Written instruction
Reproduce each of the items below word for word, omitting the pictures.

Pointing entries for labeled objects
════════════════════

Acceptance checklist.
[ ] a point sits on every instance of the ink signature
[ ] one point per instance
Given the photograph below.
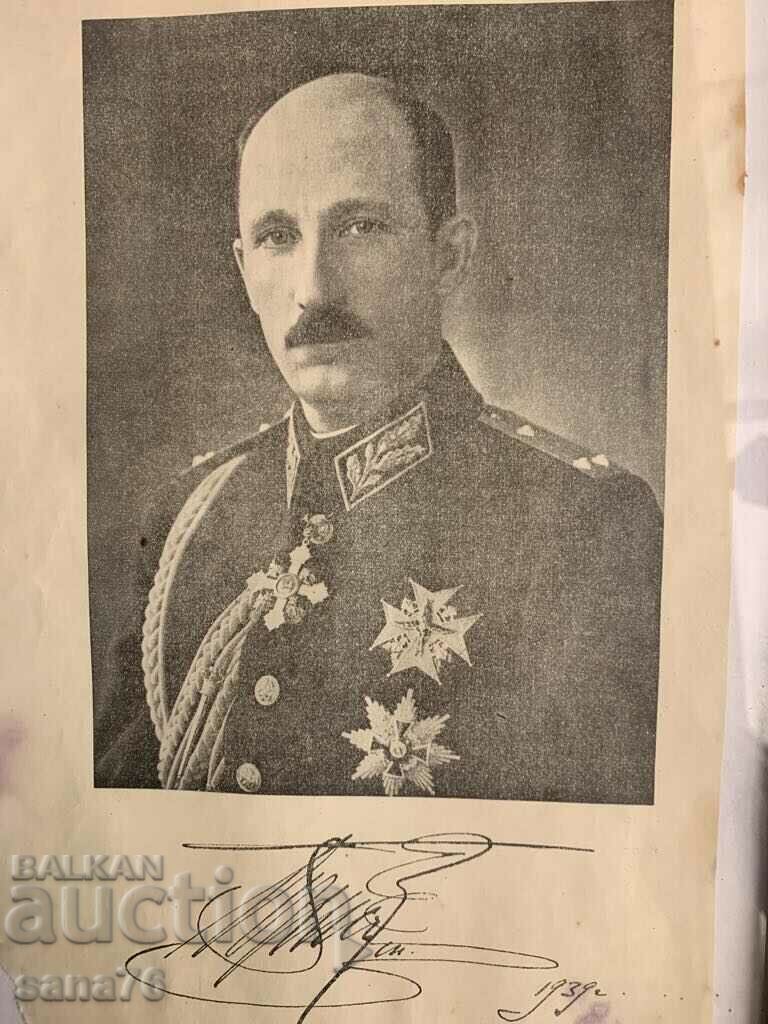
(311, 940)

════════════════════

Expected output
Acceptance checklist.
[ ] a point sits on every instance of the ink signature
[ ] one point per instance
Given the photograph below.
(311, 940)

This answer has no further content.